• _Exercices à réaliser_:
1. Recopiez fidèlement un passage du texte sur le paratonnerre : commencez aux mots « Mât. La hauteur » et arrêtez-vous après « son rayon d’action. ».
2. D'après le texte sur le paratonnerre, à quelle hauteur minimale le paratonnerre doit-il être placé au-dessus des autres éléments situés dans son rayon d'action ?
3. Reprenez le texte sur le paratonnerre à dispositif d'amorçage et poursuivez-le à partir de sa dernière phrase.

• _Texte présenté_:
%%
Essais. Avant sa commercialisation, le PDA peut être testé en laboratoire ou en conditions réelles de foudre, comme sur cette photo. Le paratonnerre sera implanté à un endroit d’impact pour contraindre le foudroiement. Cette technique, plus complexe à mettre en oeuvre qu’un test en laboratoire, permet de vérifier toutes les mesures de conception du produit en matière de blindage des circuits électriques et électroniques.

Phénomène naturel aléatoire et complexe, la foudre ne se maîtrise pas. Lorsqu’elle frappe, l’énergie considérable qu’elle conduit dans un temps extraordinairement court peut provoquer des dommages considérables et irréversibles. Les industriels experts du domaine ont développé de longue date des systèmes de protection qui attirent la foudre pour capter les foudroiements et évacuer leur charge électrique de plusieurs milliers d’ampères hors des zones à protéger, en particulier le paratonnerre à dispositif d’amorçage (PDA).

Aller capter la foudreavant qu’elle ne frappe
Des phénomènes précurseurs – accroissement brutal du champ électrique et prédécharge au niveau des proéminences d’objets au sol, qu’ils soient métalliques ou pas – ont conduit les fabricants à développer une idée simple mais révolutionnaire : aller « capter » le coup de foudre « au bon moment » (avant qu’il ne frappe), pour canaliser et évacuer en toute sécurité le courant électrique qu’il génère, et ce grâce à un dispositif d’amorçage.

Placé à la pointe du paratonnerre, ce dispositif s’active par temps d’orage : il va ioniser l’air en générant des étincelles au voisinage immédiat de la pointe du paratonnerre ; ce champ électrique va être utilisé pour créer un « traceur ascendant » permettant d’aller à la rencontre du « traceur descendant » de la foudre avant qu’il n’atteigne le point d’impact (schéma). Lorsque les traceurs se rejoignent, les charges se neutralisent et créent un trait lumineux intense qui progresse du sol vers le nuage (arc en retour).

L’ingéniosité mais aussi la « fragilité » du PDA reposent sur cette double capacité à déclencher le départ du traceur « leader » à l’instant T et à assurer les conditions indispensables (énergie suffisante) pour que ce traceur ascendant réussisse à capter le traceur descendant. S’il part trop tôt, le traceur ascendant n’aura pas nécessairement assez d’énergie pour parcourir la distance, parfois très élevée, jusqu’au traceur descendant. S’il part trop tard, le dispositif n’a plus d’intérêt. Sur ce point, la norme NF C 17-102, qui encadre les PDA, précise le choix du paramètre d’amorçage et la détermination de l’avance d’amorçage.

Un dispositif électrique qui révolutionne la technique

Mât. La hauteur de la tige détermine le rayon de protection du PDA. La norme NF C 17-102 distingue ainsi différents niveaux de protection en fonction de la dimension du mât, mais le paratonnerre sera obligatoirement situé à au moins 2 m au-dessus de n’importe quel autre élément situé dans son rayon d’action.
%%
• _Données fournies_:
%%
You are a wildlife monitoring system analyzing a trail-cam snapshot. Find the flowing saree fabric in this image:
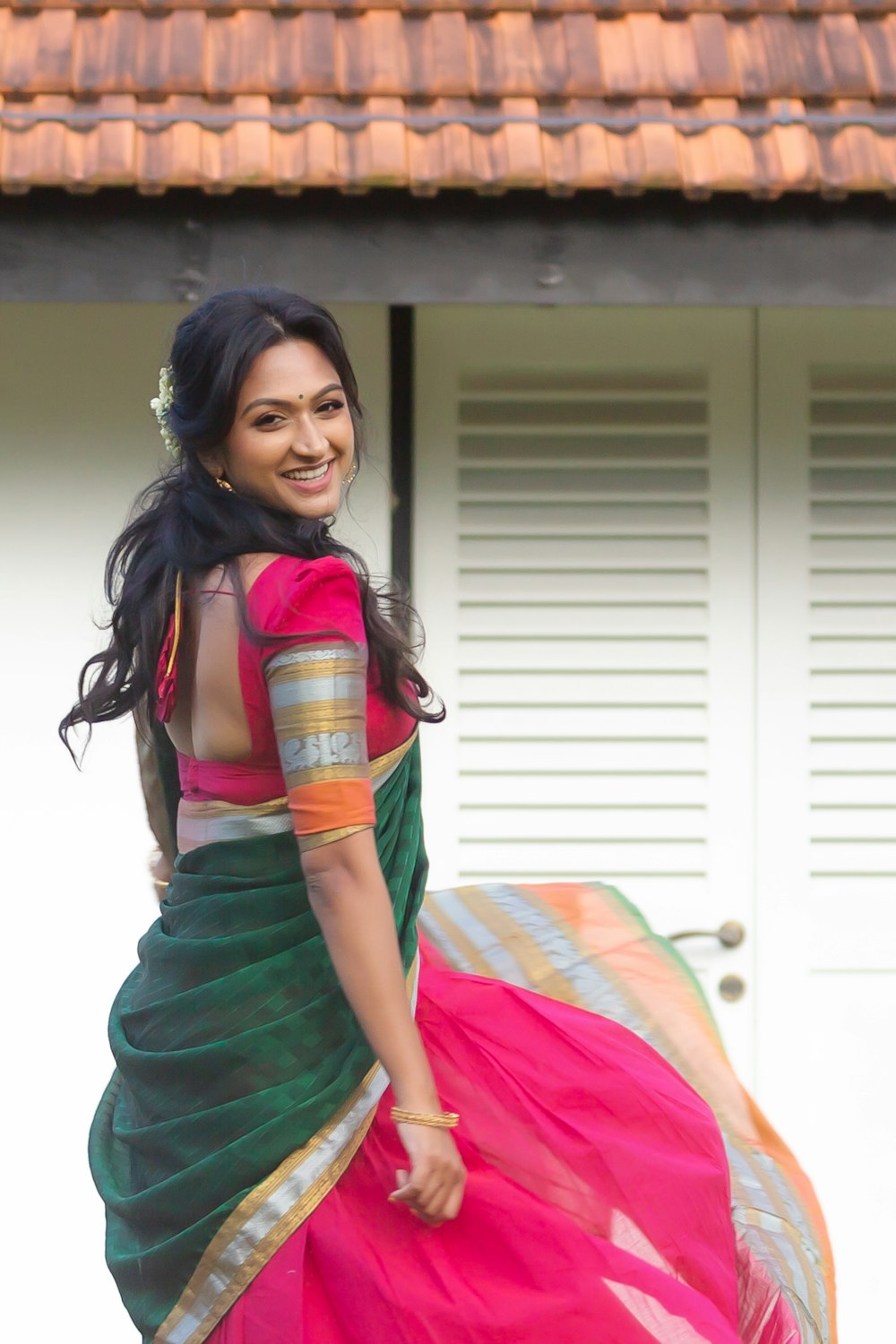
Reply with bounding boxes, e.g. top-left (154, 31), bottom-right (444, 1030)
top-left (420, 883), bottom-right (837, 1344)
top-left (90, 741), bottom-right (426, 1344)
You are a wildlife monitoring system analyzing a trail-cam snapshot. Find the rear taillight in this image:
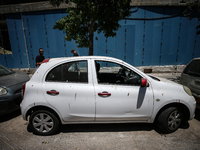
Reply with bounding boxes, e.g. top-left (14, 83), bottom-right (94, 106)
top-left (22, 83), bottom-right (26, 97)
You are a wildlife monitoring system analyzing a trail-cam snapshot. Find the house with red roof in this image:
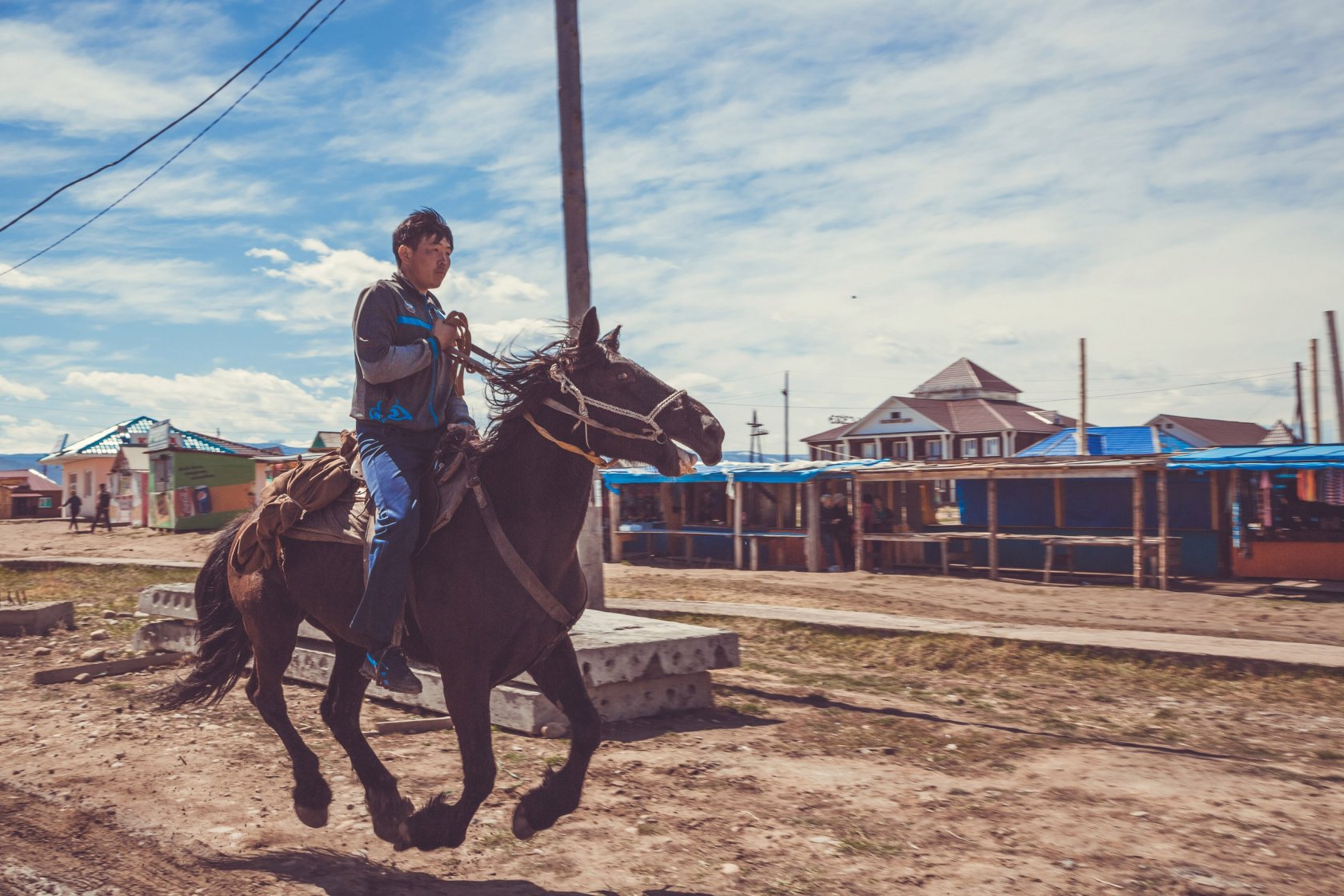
%%
• _Corrigé des exercices_:
1.
Mât. La hauteur de la tige détermine le rayon de protection du PDA. La norme NF C 17-102 distingue ainsi différents niveaux de protection en fonction de la dimension du mât, mais le paratonnerre sera obligatoirement situé à au moins 2 m au-dessus de n’importe quel autre élément situé dans son rayon d’action.

2. À au moins 2 m au-dessus de n'importe quel autre élément situé dans son rayon d'action.

3.
Au fil des années et des travaux de R&D menés par les industriels, la technologie du PDA a évolué et s’est perfectionnée. Initialement, 3 familles de dispositifs d’amorçage étaient répertoriées : à déclenchement électronique, piézoélectrique et à « profil spécial ou géométrique ». Le principe du fonctionnement du système piézoélectrique repose sur une condition climatique spécifique : il faut du vent en situation d’orage, ce qui n’est pas toujours le cas.

Le paratonnerre à « profil spécial », quant à lui, fonctionne sur la base d’une tige simple reliée à la terre et de parties métalliques isolées. Cette association va réagir fortement en situation d’orage : la tension d’ionisation atteindra plusieurs milliers de volts et déclenchera, par le biais d’un éclateur, la production d’étincelles permettant de capter la foudre. Enfin, la dernière famille est le PDA électrique (Schéma ci-contre), dont le système électronique lui permet de détecter les conditions orageuses et de déclencher très précisément son fonctionnement de manière autonome ; on parle de PDA « actif ». Pour créer les étincelles qui vont ioniser l’air, ce PDA utilise un générateur de haute tension électrique intégré ; générateur lui-même alimenté soit par une batterie reliée à un panneau solaire, soit par l’énergie captée dans le champ électrique statique ambiant, très chargé lors de conditions orageuses. Le déclenchement de ces prédécharges et du traceur ascendant, lorsque les conditions sont réunies, est piloté par un capteur de champ électrique. La sensibilité de ce capteur et le réglage du seuil de déclenchement sont les paramètres critiques pour l’avance à l’amorçage du PDA électronique.

Comment être sûr du fonctionnement quand on sait que tout se joue en quelques microsecondes ? « La norme NF C 17-102 est très précise sur ce point, répond Arnaud Lefort. Elle donne l’efficacité du paratonnerre en fonction du niveau de protection que l’on souhaite atteindre. Selon la criticité du site à protéger, vous n’aurez pas les mêmes niveaux d’exigence. La norme explique précisément la méthode à suivre pour atteindre ces différents niveaux de protection. Bien sûr, les PDA ne seront pas les mêmes ; il en existe de plus ou moins puissants, de plus ou moins hauts… Il est parfois nécessaire d’installer plusieurs PDA pour une protection complète du site. C’est tout l’enjeu de l’analyse du risque foudre et de l’étude technique préalable qui conduit au choix de l’installation. »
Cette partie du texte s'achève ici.